### What you need to do:
Your answer must be the full listing, reproduced exactly, minus any pictures.

○ ○ ○ ○

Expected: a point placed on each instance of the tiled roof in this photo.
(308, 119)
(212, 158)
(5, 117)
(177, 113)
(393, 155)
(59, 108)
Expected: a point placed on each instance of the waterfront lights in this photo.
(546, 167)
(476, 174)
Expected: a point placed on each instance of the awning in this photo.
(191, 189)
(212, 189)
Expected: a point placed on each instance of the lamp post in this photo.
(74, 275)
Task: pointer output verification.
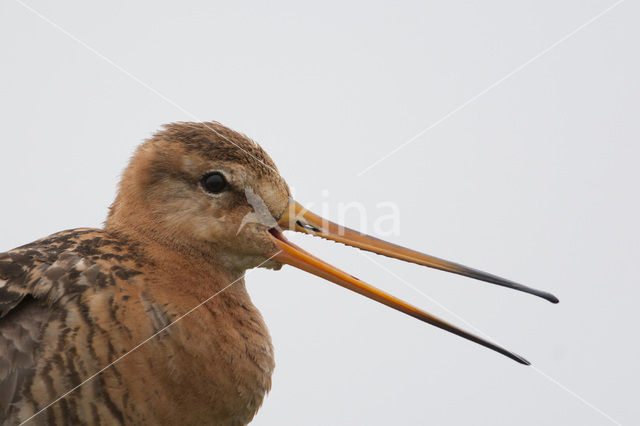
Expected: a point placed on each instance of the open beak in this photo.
(297, 218)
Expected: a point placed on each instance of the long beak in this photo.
(297, 218)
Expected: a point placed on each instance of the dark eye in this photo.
(214, 183)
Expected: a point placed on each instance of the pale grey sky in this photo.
(535, 179)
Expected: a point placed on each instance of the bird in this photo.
(147, 320)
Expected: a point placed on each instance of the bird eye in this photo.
(214, 183)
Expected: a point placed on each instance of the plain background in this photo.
(536, 180)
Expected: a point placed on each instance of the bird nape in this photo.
(148, 320)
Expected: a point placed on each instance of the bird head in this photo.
(206, 190)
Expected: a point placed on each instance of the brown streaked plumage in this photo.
(76, 301)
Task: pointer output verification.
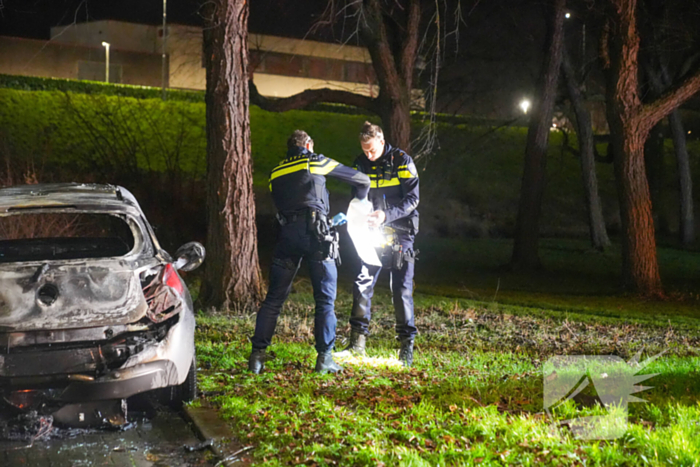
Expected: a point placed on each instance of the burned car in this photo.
(92, 309)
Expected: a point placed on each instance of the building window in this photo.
(95, 71)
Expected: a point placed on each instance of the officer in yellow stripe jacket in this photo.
(298, 186)
(394, 193)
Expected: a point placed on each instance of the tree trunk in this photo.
(525, 248)
(655, 170)
(584, 130)
(628, 132)
(396, 121)
(686, 229)
(232, 275)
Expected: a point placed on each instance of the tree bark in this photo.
(232, 275)
(525, 248)
(659, 80)
(584, 129)
(630, 122)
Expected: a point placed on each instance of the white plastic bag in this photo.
(359, 231)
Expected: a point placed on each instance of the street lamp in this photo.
(106, 46)
(525, 105)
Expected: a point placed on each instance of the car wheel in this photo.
(175, 396)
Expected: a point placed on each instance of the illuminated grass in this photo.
(473, 397)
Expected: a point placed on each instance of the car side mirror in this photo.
(189, 256)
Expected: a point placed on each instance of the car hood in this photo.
(47, 296)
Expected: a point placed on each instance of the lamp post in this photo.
(165, 36)
(106, 46)
(525, 105)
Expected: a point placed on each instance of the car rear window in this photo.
(42, 236)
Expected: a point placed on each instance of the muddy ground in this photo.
(153, 436)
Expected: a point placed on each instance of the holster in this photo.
(327, 237)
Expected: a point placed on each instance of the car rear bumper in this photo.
(123, 383)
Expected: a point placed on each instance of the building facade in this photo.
(281, 66)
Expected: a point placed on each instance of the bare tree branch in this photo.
(653, 112)
(410, 47)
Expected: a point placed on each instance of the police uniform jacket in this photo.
(394, 187)
(299, 181)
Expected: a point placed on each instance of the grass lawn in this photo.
(475, 394)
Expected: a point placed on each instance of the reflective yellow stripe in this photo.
(304, 162)
(323, 168)
(294, 168)
(384, 183)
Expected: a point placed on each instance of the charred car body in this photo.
(91, 307)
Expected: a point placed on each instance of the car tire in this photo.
(175, 396)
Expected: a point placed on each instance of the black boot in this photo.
(325, 363)
(356, 346)
(256, 362)
(406, 352)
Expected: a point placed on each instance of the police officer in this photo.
(394, 196)
(298, 186)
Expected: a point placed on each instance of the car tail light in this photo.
(163, 291)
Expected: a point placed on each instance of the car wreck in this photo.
(92, 309)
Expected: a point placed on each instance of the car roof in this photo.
(79, 195)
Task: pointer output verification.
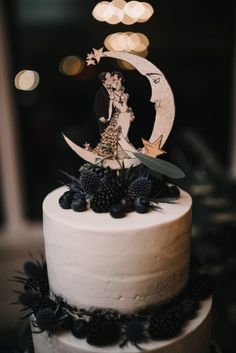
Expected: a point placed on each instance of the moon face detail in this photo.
(162, 98)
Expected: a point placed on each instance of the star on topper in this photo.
(96, 54)
(153, 149)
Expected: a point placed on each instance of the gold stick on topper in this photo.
(114, 148)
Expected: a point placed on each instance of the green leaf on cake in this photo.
(161, 166)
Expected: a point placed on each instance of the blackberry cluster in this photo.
(29, 298)
(141, 187)
(79, 328)
(46, 319)
(89, 181)
(111, 192)
(134, 333)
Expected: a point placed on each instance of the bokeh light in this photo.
(127, 41)
(27, 80)
(71, 65)
(122, 11)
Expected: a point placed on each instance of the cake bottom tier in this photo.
(195, 338)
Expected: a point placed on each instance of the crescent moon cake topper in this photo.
(115, 115)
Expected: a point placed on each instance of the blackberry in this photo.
(29, 298)
(134, 333)
(140, 187)
(89, 181)
(46, 319)
(79, 205)
(79, 328)
(111, 192)
(65, 200)
(32, 269)
(141, 205)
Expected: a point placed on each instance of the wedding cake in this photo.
(117, 237)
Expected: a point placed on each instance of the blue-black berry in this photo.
(141, 205)
(117, 211)
(127, 204)
(141, 187)
(46, 319)
(79, 328)
(173, 192)
(79, 205)
(65, 200)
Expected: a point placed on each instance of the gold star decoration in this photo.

○ ○ ○ ○

### Result of this exercise:
Expected: a point placed on each instance of the tiled roof in this photo.
(308, 119)
(212, 158)
(5, 117)
(177, 113)
(393, 155)
(59, 108)
Expected: a point placed on each instance of the waterfront lights in this photo.
(546, 167)
(476, 174)
Expected: a point placed on each instance of the awning in this photo.
(191, 189)
(212, 189)
Expected: a point placed on each instance of the lamp post in this photo.
(74, 275)
Task: pointer output verification.
Expected: a point placed on each instance of the open beak in this photo.
(297, 218)
Expected: a point placed on each instance of the long beak in this photo.
(297, 218)
Expected: a point placed on each instance of the dark eye in this photo.
(214, 183)
Expected: a point placed on each instance of the pale grey sky in this photo.
(535, 179)
Expected: a point placed on each instance of the bird in this photo.
(147, 320)
Expected: a point placed on each instance of the bird eye in this photo.
(214, 183)
Expected: a point placed on each instance of the plain background in this photo.
(536, 180)
Expected: a point placed on each instance of the bird nape in this photo.
(148, 320)
Expected: a point placed on each instance of the bird head in this photo.
(206, 190)
Expected: a point placed on each instance of the brown streaked plumage in this photo.
(76, 301)
Task: pointer output verification.
Expected: a point placed on each instance of the burned car in this photo.
(92, 309)
Expected: a point placed on each instance of the building window in this photo.
(95, 71)
Expected: a point placed on each instance of the officer in yellow stripe jacket in this photo.
(298, 186)
(394, 193)
Expected: a point placed on each instance of the tree trunk in this photo.
(525, 248)
(655, 170)
(584, 130)
(628, 132)
(396, 121)
(686, 229)
(232, 275)
Expected: a point placed on each instance of the tree bark in this photo.
(232, 275)
(525, 248)
(659, 80)
(584, 129)
(630, 122)
Expected: a point placed on each instance of the white plastic bag in this photo.
(359, 231)
Expected: a point placed on each instance of the street lamp in this photo.
(106, 46)
(525, 105)
Expected: a point placed on each instance of the car wheel in this photo.
(175, 396)
Expected: a point placed on each instance of the illuminated grass in this photo.
(473, 397)
Expected: a point placed on each instance of the car side mirror in this photo.
(189, 256)
Expected: a point placed on each instance of the car hood in this photo.
(47, 296)
Expected: a point placed on each instance of the lamp post in this photo.
(165, 36)
(106, 46)
(525, 105)
Expected: a point placed on each instance of the car rear window in this photo.
(42, 236)
Expected: a point placed on each instance of the muddy ground in this photo.
(153, 436)
Expected: a point placed on each instance of the holster in this photo.
(327, 237)
Expected: a point placed on each instance of the car rear bumper in this photo.
(123, 383)
Expected: a point placed on each instance of the building facade in this photo.
(281, 66)
Expected: a point placed on each instance of the bare tree branch in this photo.
(653, 112)
(410, 47)
Expected: a point placed on each instance of the police uniform jacket in this photo.
(394, 187)
(299, 181)
Expected: a point placed on each instance of the grass lawn in this photo.
(475, 394)
Expected: a point placed on each instance of the reflective yellow stripe in this photo.
(304, 162)
(323, 168)
(294, 168)
(384, 183)
Expected: a point placed on each instance of the charred car body in this photo.
(91, 307)
Expected: a point placed on each instance of the car tire in this photo.
(175, 396)
Expected: a point placed on each instance of the black boot in this photo.
(325, 363)
(356, 346)
(256, 362)
(406, 352)
Expected: a point placed on each instance of the police officer in this photo.
(394, 196)
(298, 186)
Expected: a point placed on each instance of the car tail light in this photo.
(163, 291)
Expected: a point placed on each instance of the car wreck in this photo.
(92, 309)
Expected: a point placed on each instance of the car roof in this photo.
(79, 195)
Task: pointer output verification.
Expected: a point placed on each instance of the moon face detail in this photo.
(162, 98)
Expected: a point placed on each instance of the star on topper in this photo.
(96, 54)
(153, 149)
Expected: a point placed on each instance of the gold stick on topper in this photo.
(114, 148)
Expected: a point placed on each instance of the green leaf on cake in this photo.
(161, 166)
Expected: a point placed on each instance of the blackberry cluster in this photo.
(29, 298)
(141, 187)
(79, 328)
(46, 319)
(89, 181)
(111, 192)
(134, 333)
Expected: a point placed on each instance of the bokeh light in this photo.
(127, 41)
(27, 80)
(71, 65)
(122, 11)
Expected: a point placed on each instance of the cake bottom tier in this photo.
(195, 338)
Expected: a point placed on each instance of the crescent moon cake topper in this photo.
(115, 115)
Expected: a point placed on each instance of the blackberry in this photo.
(29, 298)
(134, 333)
(140, 187)
(89, 181)
(46, 319)
(79, 205)
(79, 328)
(111, 192)
(65, 200)
(32, 269)
(141, 205)
Expected: a point placed on each instance of the wedding cake in this photo.
(117, 237)
Expected: a point placed on each instance of the blue-black berry in this photo.
(141, 205)
(117, 211)
(127, 204)
(141, 187)
(46, 319)
(79, 328)
(173, 192)
(79, 205)
(65, 200)
Expected: a point placed on each instance of the gold star decoration in this photo.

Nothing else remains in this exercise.